Task →
Carry on the interview transcript about the Prefect workflow engine below, picking up right after its last sentence.
───── Extract to read ─────
And so we have a we have an entire test utility, that ships with the Prefect Engine. So so we basically took all of the little things that we were doing to make our lives easier as we wrote these unit tests and we turned them into utilities that anybody can use. Even things like temporarily overriding configuration or temporarily setting environment variables. We have context managers to do that. So we took this this same, sorry if I I sound like a broken record, but we just took the same idea of Python as a friendly known API. How do we expose that sort of same level of just accessibility throughout everything in our platform, and and tests are just like that. So testing a preferred workflow is an awful lot like testing Python. If you wanna use, you know, a set of breakpoint in the middle of a task and then jump into an interactive session when that breakpoint is set, go right ahead. It will work.
All of your tools are are available to you because this is it's just Python at the end of the day. Now if you want to do testing in a distributed setting where maybe you can't just set that break point, you you've gotten past you know, you're comfortable locally, you want to distribute it. We're working on a variety of tools for debugging. And so here, you know, obviously starting with logs, you wanna make sure that you log so you know where you are. We wanna make sure that you have a way to recreate that task data at any time. So, as people are are getting more and more into deploying these things and wanting to make sure that contracts are kept and and, data quality checks,
[00:44:50] Unknown:
we'll be rolling out more and more of our tooling for ensuring that as well. Yeah. As you mentioned, the response to a few of my questions has been along the same lines, but I think that that's just a signal of good design and, you know, good amount of 4th, foresight in terms of how you approach the problem space. Because if you don't have to have special cases for every different type of, instance or context, that means that the tool itself is built in a way that you're able to do what you need to do without having the limitations placed on you like you're mentioning.
[00:45:24] Unknown:
Yeah. And and and look, I I I appreciate you saying that. I I I would invite anyone out there. Like, you don't have to take our word for it. This is we're talking about an open source package. You can go see our docs. You can go play with it. We we do we we did work extremely hard to make it feel like Python because nothing turns users off faster than having to learn a language that is almost but not quite exactly like Python in order to to build a workflow. And, honestly, Thomas, there there's no 1 here at on our team that's gonna take credit for necessarily having the foresight to know, like, this is a good way of doing it. This is just because we have, we have just made such a strong effort and such a such a real, attempt at outreach to make sure that nothing we do is in a vacuum. Everything is is shown to our partners. We had more than a 100 people who were partners before we open sourced the package using it, doing formal research with us, giving us feedback. Some of them would call us every day. Some of them, honestly, we heard from once, and we didn't really hear from them again. But we we tried so hard to make sure we had this broad, broad, broad group of partners, you know, honest, legitimately partners, so that we didn't have to guess and be right.
We could fail quickly when we were wrong. And I think that, you know, we're we're all very proud of of the API that we've that we've developed, and we're happy when we see data science, students picking it up and using it for projects, and we're happy when we see it deployed into massive architectures. Because for the same product to do both ends of that spectrum is,
[00:47:04] Unknown:
is something we're very proud of. And so as you mentioned, do you have a cloud platform that you're working on getting deployed, and you also have the open source core capability of the prefect engine. And so I'm wondering if you can outline the differences in terms of feature sets and capabilities between those 2 offerings and what the limitations are on the open source repository as compared to the cloud platform?
───── Information given ─────
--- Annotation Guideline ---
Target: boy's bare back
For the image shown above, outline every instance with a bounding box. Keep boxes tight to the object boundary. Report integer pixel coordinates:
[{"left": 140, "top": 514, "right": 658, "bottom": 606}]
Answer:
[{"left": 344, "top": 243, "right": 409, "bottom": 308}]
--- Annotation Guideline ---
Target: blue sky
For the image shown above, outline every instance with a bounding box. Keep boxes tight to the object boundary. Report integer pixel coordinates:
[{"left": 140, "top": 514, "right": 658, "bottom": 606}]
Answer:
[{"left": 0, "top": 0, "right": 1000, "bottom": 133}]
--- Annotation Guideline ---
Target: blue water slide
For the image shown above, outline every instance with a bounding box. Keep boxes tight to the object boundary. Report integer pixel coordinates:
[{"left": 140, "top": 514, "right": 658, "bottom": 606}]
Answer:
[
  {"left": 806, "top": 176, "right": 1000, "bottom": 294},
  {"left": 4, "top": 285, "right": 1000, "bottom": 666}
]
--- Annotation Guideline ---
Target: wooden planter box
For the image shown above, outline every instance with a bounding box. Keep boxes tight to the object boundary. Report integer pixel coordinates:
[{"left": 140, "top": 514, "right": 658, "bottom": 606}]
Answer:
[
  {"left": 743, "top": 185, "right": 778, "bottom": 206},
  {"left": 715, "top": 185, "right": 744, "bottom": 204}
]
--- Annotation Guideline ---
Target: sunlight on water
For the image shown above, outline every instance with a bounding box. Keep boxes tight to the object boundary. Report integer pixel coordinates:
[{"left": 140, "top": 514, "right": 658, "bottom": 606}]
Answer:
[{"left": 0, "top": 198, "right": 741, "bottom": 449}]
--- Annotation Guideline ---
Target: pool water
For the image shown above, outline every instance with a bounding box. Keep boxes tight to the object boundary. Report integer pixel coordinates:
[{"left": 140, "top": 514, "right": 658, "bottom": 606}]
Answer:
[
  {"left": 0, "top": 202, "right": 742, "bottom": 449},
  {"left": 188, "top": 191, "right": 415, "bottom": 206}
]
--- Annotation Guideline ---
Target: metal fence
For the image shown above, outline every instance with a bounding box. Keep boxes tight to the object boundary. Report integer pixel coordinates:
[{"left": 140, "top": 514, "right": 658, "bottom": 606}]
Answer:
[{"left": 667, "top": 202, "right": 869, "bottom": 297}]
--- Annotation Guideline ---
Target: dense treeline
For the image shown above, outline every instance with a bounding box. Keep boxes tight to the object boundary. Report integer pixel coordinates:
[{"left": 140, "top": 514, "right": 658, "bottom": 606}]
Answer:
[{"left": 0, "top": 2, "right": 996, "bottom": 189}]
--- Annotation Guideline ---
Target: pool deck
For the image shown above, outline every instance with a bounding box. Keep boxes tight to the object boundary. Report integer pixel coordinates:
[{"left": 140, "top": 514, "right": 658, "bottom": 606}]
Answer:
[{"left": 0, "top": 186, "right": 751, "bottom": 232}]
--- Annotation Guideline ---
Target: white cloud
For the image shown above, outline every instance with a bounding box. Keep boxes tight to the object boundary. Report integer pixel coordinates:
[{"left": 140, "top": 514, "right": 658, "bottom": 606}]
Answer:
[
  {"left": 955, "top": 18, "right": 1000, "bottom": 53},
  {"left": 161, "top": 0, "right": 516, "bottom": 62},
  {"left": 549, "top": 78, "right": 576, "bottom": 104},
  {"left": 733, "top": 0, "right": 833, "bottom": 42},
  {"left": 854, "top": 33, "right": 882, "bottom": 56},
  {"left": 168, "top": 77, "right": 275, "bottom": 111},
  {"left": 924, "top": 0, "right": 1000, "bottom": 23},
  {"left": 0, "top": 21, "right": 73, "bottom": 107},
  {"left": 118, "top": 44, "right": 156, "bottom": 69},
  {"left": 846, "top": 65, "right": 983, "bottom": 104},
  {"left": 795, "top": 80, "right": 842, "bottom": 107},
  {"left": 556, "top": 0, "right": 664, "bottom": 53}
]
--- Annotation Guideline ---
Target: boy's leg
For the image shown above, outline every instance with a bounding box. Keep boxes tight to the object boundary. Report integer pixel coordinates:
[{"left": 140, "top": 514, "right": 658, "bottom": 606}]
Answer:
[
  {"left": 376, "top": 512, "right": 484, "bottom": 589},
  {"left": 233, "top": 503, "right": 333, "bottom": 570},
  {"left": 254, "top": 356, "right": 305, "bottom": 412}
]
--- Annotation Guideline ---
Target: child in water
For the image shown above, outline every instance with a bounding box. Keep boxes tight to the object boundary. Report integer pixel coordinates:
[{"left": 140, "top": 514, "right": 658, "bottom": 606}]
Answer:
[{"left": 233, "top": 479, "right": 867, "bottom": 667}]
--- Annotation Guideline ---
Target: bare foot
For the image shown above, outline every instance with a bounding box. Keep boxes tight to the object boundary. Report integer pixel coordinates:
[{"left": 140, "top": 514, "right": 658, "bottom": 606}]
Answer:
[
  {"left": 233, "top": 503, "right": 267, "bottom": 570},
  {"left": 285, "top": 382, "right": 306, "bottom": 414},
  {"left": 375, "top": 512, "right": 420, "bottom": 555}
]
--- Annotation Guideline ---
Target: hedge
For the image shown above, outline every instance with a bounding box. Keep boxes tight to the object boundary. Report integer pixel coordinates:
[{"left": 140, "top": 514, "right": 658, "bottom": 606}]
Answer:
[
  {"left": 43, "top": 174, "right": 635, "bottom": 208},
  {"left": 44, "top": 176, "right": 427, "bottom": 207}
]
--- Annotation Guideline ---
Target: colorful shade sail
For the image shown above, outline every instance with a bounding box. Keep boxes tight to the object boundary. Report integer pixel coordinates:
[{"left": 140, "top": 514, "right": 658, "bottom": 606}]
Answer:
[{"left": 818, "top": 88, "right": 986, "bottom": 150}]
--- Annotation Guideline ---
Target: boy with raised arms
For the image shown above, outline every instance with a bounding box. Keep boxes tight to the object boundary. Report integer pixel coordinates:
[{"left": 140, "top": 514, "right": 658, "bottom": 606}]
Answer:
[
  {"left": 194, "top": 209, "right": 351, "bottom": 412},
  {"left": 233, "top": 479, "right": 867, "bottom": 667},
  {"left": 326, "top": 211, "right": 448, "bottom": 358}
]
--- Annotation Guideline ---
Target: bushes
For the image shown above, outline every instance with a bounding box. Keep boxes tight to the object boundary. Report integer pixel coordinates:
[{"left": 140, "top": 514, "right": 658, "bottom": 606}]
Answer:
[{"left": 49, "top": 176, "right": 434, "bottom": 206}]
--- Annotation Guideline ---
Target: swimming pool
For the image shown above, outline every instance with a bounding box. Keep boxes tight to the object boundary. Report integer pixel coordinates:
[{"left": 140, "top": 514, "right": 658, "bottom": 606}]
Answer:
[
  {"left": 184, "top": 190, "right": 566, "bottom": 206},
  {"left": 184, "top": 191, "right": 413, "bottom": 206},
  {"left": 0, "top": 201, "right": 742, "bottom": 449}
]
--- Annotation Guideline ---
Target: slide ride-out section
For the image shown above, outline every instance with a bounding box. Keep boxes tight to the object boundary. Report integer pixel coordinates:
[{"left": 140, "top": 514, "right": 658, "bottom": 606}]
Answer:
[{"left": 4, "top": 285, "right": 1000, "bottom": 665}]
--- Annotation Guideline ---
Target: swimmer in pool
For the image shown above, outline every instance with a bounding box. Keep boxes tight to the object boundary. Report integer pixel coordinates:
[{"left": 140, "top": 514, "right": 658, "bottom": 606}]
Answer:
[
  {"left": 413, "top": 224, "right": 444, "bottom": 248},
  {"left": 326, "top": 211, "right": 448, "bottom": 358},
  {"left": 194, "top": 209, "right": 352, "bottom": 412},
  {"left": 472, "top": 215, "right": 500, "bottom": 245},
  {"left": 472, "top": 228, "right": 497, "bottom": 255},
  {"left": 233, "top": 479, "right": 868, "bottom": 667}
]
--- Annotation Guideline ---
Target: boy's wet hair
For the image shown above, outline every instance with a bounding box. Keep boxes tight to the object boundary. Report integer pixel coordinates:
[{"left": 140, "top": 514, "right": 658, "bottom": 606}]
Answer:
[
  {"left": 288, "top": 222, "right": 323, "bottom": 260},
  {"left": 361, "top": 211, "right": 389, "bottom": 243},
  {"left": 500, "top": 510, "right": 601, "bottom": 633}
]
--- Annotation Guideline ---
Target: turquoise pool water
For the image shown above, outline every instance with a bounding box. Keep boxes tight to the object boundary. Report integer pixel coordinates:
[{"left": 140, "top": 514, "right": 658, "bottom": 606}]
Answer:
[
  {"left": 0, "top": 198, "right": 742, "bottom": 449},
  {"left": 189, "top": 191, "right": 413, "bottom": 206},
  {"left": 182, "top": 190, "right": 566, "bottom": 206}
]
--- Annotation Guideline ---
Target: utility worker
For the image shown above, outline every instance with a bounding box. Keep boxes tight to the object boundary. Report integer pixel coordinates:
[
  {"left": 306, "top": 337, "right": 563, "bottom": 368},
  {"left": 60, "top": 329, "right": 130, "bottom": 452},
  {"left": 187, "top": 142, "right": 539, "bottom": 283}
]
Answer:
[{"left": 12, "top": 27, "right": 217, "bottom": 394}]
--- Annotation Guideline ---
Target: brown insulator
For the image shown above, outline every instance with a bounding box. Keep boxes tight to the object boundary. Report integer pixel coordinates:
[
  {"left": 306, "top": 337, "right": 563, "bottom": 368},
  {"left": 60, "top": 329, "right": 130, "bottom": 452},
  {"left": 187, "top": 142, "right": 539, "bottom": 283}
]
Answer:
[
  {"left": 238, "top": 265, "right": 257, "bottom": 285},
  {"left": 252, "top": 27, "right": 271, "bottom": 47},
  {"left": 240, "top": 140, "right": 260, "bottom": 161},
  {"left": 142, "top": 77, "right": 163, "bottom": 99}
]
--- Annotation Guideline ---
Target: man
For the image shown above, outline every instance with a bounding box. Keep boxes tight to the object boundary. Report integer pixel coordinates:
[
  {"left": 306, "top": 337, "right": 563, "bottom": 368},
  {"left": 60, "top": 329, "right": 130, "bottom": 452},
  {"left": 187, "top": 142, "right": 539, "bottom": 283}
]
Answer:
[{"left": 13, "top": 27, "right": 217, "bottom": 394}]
─────
───── Information given ─────
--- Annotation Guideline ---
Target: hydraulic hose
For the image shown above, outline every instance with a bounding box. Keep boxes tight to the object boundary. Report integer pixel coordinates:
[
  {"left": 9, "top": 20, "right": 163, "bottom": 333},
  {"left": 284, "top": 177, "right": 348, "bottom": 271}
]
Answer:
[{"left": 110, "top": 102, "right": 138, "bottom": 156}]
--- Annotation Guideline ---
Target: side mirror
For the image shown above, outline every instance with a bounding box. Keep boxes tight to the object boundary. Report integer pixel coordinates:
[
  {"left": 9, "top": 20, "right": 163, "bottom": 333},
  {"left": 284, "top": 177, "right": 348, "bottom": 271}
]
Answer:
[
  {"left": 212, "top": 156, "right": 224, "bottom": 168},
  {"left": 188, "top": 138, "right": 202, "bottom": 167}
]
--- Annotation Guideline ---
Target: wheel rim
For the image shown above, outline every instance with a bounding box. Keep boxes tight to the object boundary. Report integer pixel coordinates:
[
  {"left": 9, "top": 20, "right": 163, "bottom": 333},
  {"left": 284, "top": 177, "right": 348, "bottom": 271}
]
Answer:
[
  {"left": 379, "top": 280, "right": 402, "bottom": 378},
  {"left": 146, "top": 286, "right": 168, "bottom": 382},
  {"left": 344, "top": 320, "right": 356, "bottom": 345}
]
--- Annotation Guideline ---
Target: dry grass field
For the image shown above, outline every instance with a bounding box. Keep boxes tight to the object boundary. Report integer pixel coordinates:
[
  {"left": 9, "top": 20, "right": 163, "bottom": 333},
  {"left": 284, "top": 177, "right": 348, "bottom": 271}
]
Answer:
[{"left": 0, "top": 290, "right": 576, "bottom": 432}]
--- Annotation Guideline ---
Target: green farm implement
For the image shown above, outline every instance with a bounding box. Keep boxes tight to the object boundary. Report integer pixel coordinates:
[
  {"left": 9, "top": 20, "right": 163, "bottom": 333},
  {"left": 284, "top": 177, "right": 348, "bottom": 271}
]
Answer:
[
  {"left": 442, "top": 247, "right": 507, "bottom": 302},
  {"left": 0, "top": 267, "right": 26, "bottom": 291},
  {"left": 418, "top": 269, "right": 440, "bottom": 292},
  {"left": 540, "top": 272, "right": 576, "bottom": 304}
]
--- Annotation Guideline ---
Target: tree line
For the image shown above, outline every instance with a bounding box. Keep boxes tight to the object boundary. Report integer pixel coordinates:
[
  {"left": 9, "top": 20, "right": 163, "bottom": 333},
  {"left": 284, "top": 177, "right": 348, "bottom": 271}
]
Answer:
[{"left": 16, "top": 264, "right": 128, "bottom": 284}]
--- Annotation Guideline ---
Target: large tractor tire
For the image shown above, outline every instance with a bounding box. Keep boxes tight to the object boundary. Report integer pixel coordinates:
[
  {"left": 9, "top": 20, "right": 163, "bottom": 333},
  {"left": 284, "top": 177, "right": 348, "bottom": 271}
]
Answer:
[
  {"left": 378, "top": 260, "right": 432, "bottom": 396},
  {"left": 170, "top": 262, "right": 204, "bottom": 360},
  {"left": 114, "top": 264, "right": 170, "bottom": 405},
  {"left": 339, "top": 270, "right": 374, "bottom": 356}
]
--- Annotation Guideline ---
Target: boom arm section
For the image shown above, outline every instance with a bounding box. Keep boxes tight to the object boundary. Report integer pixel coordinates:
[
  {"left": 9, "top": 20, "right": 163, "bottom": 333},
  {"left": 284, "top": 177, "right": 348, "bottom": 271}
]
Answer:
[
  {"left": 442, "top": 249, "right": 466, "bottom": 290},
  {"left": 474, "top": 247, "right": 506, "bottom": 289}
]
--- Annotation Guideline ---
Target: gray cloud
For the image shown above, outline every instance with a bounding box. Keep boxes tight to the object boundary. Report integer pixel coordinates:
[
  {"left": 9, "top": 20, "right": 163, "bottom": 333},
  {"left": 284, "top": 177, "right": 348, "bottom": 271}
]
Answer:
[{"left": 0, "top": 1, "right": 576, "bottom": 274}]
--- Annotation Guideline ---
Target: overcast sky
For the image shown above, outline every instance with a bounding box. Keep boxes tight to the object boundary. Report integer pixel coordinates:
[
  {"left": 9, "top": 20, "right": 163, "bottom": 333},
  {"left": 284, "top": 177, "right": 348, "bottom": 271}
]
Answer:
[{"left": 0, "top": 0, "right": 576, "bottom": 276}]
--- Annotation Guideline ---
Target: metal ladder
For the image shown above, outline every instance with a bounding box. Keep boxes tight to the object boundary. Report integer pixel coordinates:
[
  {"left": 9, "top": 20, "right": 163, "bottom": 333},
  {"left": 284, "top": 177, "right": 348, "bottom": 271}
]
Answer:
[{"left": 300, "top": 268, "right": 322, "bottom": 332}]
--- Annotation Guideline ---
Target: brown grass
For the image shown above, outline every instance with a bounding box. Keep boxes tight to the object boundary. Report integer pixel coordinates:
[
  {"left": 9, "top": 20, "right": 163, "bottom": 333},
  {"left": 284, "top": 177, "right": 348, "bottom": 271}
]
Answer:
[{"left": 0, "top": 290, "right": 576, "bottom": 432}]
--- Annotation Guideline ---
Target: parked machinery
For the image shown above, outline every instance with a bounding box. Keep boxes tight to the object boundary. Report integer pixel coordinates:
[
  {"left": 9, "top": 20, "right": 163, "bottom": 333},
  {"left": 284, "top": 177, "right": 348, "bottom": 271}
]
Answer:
─────
Written answer →
[00:47:30] Unknown:
Yeah. So we we don't ever wanna think of it in terms of limitations, to be honest with you. So so Prefect, didn't start life as a as a company. It started life as something I was building honestly for me. And so in many regards, it takes all the things that I hate about working with most open source tools, and we just said we're just not gonna do that. So our cloud platform is not, you know, a gated version of our of our open source package. It's a completely separate product. And it's very important to explain, you know, why do we have this distinction? No 1 should ever use our open source workflow engine and worry that, oh, we have to pay to get, you know, the retry logic or or something like that. I can't even I can't even think of a good example.
The way we think of it is perfect core, which is what we call our open source. That is a workflow engine. That is where everything that you need to design the workflow, to test the workflow, to execute the workflow, to package the workflow, to deploy the workflow, I don't know, to log the workflow, to do the result. I mean, every single thing you could possibly need is in that open source package, and it is it is an engine. It is a very powerful engine. Our cloud platform that's coming serves a very different need. So once you have a workflow and it's in you know, it's been deployed, it's in production, and we have plenty of people who have put PreCheck Core, the open source package into production.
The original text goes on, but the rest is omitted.